Content starts

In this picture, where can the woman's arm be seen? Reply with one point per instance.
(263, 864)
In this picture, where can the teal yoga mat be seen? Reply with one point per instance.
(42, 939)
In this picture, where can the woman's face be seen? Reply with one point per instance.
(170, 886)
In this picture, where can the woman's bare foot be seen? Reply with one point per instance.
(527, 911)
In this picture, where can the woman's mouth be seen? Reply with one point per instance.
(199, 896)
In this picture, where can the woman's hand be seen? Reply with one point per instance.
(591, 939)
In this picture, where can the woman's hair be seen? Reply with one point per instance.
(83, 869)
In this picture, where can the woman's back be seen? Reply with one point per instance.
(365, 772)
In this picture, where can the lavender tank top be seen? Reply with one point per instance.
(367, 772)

Content ends

Exercise brief –
The records above need to be output again, verbatim.

The completed task –
In this picture, where can the woman's arm be seen? Reply with one point per instance.
(263, 864)
In this picture, where can the teal yoga mat be seen? Reply with one point per instance.
(42, 939)
In this picture, where can the woman's face be seen? Reply with one point per instance.
(170, 886)
In this picture, where can the woman's bare foot be seen? Reply with one point per instance.
(527, 911)
In this picture, where can the woman's mouth be seen? Reply with one point per instance.
(199, 896)
In this picture, where can the woman's hand be seen? Reply with one point per instance.
(591, 939)
In this picture, where can the woman's hair be seen? Reply with one point per instance.
(83, 869)
In this picture, where can the woman's back be seen? Reply with one point per instance.
(365, 772)
In this picture, where can the lavender tank top be seen? Reply with one point per instance.
(367, 772)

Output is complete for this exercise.